== What you have to do ==
Find each line below where the word "fish" occurs, and copy it.

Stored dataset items
------------------------------------------------------------

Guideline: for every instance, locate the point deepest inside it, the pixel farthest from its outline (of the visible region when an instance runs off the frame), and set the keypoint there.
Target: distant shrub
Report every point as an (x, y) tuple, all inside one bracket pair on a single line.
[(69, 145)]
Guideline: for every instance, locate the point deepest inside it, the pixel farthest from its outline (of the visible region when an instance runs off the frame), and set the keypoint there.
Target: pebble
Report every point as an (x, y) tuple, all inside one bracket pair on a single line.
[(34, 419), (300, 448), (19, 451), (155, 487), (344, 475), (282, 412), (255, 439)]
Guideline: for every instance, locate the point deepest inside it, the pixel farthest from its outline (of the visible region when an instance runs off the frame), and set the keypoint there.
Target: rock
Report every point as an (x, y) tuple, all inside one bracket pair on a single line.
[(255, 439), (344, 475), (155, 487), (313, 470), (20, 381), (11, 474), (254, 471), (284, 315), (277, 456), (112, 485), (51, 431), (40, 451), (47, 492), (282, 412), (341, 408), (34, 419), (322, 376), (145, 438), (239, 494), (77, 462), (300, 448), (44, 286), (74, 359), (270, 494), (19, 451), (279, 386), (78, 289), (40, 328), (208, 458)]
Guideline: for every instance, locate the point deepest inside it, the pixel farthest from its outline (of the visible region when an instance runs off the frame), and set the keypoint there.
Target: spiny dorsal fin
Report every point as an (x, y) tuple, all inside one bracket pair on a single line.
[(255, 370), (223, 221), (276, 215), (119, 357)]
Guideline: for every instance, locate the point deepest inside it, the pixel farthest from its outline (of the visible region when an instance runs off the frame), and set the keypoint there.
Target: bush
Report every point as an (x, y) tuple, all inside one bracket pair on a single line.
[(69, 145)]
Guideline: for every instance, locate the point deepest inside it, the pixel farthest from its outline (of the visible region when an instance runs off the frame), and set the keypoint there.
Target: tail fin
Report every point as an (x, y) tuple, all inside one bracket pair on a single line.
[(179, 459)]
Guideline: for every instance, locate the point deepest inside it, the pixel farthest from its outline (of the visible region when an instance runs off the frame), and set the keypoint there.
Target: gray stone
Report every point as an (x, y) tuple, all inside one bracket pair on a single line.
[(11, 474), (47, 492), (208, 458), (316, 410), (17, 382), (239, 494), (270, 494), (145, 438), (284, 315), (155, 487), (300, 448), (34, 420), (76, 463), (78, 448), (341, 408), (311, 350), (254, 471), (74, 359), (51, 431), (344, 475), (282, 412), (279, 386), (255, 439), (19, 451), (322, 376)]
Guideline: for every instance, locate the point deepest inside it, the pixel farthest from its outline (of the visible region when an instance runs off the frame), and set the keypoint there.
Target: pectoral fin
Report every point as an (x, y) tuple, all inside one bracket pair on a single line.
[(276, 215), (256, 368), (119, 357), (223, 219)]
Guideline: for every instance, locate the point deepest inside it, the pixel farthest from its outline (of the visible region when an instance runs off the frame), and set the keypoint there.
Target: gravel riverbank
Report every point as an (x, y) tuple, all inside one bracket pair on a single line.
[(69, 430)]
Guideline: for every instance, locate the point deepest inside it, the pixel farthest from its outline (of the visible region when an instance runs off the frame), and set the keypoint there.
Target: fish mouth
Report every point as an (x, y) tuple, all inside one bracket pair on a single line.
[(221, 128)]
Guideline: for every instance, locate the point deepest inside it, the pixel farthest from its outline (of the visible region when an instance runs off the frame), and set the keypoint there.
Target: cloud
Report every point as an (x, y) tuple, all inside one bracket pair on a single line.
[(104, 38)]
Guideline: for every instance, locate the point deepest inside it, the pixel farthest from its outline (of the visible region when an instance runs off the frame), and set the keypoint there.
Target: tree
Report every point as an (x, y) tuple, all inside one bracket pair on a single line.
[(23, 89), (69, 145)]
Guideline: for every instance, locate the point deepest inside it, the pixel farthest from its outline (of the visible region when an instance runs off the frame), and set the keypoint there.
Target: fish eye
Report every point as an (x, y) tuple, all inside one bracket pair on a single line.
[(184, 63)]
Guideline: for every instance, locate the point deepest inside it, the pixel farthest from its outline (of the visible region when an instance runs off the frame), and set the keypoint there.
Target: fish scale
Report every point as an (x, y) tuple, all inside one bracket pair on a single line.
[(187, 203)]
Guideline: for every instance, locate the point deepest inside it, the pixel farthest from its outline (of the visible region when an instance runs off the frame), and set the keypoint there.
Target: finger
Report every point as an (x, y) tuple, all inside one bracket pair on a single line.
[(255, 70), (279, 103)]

------------------------------------------------------------

== Expected answer ==
Target: fish mouth
Target: fish eye
Target: fish scale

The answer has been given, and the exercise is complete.